## THE TASK
Rewrite every line of the listing below as a numbered list, leaving out any blank lines.

** start of RAW DATA **

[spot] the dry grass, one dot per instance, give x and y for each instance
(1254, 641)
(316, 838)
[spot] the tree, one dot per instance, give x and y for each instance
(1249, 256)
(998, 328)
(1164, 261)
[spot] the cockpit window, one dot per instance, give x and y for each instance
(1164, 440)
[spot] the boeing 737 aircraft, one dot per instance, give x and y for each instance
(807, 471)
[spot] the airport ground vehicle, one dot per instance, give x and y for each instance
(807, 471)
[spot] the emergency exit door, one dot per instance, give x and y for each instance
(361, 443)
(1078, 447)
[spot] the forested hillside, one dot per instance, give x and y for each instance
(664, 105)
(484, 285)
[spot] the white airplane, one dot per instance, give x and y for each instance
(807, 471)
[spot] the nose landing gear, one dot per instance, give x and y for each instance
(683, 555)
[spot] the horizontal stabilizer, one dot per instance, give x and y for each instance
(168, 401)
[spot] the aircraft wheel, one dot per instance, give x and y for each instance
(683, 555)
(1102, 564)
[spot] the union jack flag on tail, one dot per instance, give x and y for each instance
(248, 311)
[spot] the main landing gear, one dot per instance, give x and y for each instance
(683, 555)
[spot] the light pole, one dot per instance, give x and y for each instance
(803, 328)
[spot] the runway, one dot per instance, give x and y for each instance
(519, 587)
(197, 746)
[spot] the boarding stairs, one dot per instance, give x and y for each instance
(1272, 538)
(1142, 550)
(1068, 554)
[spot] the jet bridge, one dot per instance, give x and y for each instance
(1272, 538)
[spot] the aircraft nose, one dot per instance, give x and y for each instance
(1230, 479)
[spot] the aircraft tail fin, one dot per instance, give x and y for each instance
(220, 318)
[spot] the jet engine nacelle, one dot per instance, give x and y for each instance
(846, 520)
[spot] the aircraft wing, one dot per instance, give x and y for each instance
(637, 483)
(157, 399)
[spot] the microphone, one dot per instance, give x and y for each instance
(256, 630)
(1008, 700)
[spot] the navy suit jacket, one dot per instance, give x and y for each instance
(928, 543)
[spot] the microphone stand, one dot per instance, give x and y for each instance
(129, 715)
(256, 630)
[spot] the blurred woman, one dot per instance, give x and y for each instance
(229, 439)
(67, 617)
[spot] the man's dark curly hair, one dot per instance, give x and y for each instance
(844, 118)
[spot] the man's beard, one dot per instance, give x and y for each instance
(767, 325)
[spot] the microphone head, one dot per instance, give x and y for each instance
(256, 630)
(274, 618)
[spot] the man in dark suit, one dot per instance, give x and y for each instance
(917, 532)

** end of RAW DATA **

## EXERCISE RESPONSE
1. [spot] the dry grass, one dot per instance, give x and y for each instance
2. (1254, 641)
3. (316, 838)
4. [spot] the tree, one dot per instance, give x and y for each instance
5. (1249, 256)
6. (998, 328)
7. (1164, 261)
8. [spot] the cockpit window, one dot per instance, give x and y for each instance
9. (1164, 440)
10. [spot] the boeing 737 aircraft, one dot per instance, give x and y for each instance
11. (807, 471)
12. [spot] the airport ground vehicle, one dot per instance, give x and y for each instance
13. (807, 471)
14. [spot] the emergency exit door, one dot per instance, give x and y for each instance
15. (361, 443)
16. (1078, 447)
17. [spot] the forested hillside, one dot per instance, give x and y for each instance
18. (664, 105)
19. (484, 285)
20. [spot] the white airplane, one dot per instance, give x and y for each instance
21. (807, 471)
22. [spot] the nose landing gear, one dot per instance, give x and y for each instance
23. (683, 555)
24. [spot] the horizontal stabilizer, one dot per instance, give x and y for each instance
25. (168, 401)
26. [spot] the aircraft wheel, one dot per instance, give x and y for each instance
27. (683, 555)
28. (1102, 564)
29. [spot] the union jack flag on tail, one dot per instance, give x and y for each instance
30. (248, 311)
31. [spot] the main landing gear, one dot per instance, give x and y for each instance
32. (683, 555)
33. [spot] the light pole, one dot per instance, give x and y for each instance
34. (803, 328)
35. [spot] the runway, one dot per instance, give x and y for each instance
36. (519, 587)
37. (197, 746)
38. [spot] the boarding stairs, one dot per instance, give x and y for each instance
39. (1272, 538)
40. (1142, 550)
41. (1068, 554)
42. [spot] the jet bridge, one dot per instance, give x and y for each instance
43. (1272, 538)
44. [spot] the aircraft nose, one dot per instance, give x and y for each instance
45. (1230, 479)
46. [spot] the aircraft tail fin, one dot per instance, give x and y for each instance
47. (220, 318)
48. [spot] the jet engine nacelle, one dot per instance, give x and y for each instance
49. (846, 520)
50. [spot] the aircraft wing, one dot per instance, give x and y for each instance
51. (637, 483)
52. (157, 399)
53. [spot] the microphone, one dot per instance, give x and y for each instance
54. (256, 630)
55. (1008, 700)
56. [spot] the navy suit jacket, one dot per instance, give x and y for each instance
57. (928, 543)
58. [spot] the microphone stand, one dot per instance, give x and y for each instance
59. (129, 715)
60. (256, 630)
61. [spot] the blurred woman, one dot per instance, give x and y for each instance
62. (229, 439)
63. (67, 617)
64. [spot] the man's dark curly hair, one dot per instance, give x and y for each instance
65. (844, 118)
66. [spot] the man's beard, one dot per instance, give x and y for each instance
67. (767, 325)
68. [spot] the microphone head, one dot per instance, give x and y for each instance
69. (256, 630)
70. (274, 618)
71. [spot] the man in dark suit, one dot per instance, give x and y for each instance
72. (917, 532)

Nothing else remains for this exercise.